● **WORK REQUIRED**:
Rewrite everything from the line containing "Report the position of each instance of the parked" down to the end of the material, requests included. Multiply each point coordinate in the answers by 0.2 and round it to a whole number, with halves going up, but leave the requests and their sample coordinates as they are.

● **EXTRACTED MATERIAL**:
* Start *
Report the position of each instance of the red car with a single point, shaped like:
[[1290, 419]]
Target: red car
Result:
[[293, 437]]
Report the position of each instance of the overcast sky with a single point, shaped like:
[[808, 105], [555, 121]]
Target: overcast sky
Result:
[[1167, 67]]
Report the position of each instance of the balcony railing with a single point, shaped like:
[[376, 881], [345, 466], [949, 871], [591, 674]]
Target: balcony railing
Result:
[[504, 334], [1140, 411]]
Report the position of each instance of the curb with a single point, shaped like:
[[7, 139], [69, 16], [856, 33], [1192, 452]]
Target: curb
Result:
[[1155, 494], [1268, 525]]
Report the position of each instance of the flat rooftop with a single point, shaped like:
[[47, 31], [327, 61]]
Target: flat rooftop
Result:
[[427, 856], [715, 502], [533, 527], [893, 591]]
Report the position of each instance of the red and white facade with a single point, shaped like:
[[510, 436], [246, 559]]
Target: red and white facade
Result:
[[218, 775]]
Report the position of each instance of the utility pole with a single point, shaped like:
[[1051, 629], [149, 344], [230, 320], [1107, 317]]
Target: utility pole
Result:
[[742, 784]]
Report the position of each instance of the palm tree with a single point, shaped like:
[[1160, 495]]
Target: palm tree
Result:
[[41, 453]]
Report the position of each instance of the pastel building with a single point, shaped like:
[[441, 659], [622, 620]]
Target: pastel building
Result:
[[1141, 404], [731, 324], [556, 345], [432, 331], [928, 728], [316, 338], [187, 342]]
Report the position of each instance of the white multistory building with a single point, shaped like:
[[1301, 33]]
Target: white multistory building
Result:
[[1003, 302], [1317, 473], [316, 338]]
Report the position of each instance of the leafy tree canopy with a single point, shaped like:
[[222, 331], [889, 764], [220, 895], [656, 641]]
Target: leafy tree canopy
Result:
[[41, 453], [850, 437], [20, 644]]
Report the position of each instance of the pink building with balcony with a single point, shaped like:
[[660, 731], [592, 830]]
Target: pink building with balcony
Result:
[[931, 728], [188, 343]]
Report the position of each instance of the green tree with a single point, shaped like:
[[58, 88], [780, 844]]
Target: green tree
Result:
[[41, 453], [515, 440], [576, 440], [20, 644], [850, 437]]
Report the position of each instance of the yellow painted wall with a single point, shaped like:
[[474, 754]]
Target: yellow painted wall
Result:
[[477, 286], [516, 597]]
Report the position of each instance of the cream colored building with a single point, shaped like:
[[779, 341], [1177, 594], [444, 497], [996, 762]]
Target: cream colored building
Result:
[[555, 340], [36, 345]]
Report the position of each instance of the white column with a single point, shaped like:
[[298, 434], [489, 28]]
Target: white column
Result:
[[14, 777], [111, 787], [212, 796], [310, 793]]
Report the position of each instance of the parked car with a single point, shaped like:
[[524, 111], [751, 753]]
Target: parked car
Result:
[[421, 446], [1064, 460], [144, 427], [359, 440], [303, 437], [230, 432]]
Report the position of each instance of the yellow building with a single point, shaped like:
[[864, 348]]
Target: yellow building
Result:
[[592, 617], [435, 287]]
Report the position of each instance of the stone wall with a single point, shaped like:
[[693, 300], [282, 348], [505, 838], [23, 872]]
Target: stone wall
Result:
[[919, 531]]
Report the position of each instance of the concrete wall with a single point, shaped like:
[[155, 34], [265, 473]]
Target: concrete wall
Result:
* End *
● **EXERCISE RESULT**:
Report the position of each instance of the parked car with a single point, shaped like:
[[524, 111], [751, 753]]
Target: parked car
Result:
[[84, 89], [213, 92], [29, 85], [72, 88], [61, 87], [46, 86]]
Report the position of each instance of the yellow building with a single point, shaped like:
[[864, 348]]
Target: yellow building
Result:
[[118, 123], [87, 57]]
Report the position of each instance of the stone wall with a single point, shaped like:
[[693, 300], [282, 348], [505, 838], [23, 872]]
Target: stone wall
Result:
[[184, 106]]
Report the position of each instance of the concrete wall with a single point, shaped like:
[[155, 34], [265, 473]]
Target: concrete wall
Result:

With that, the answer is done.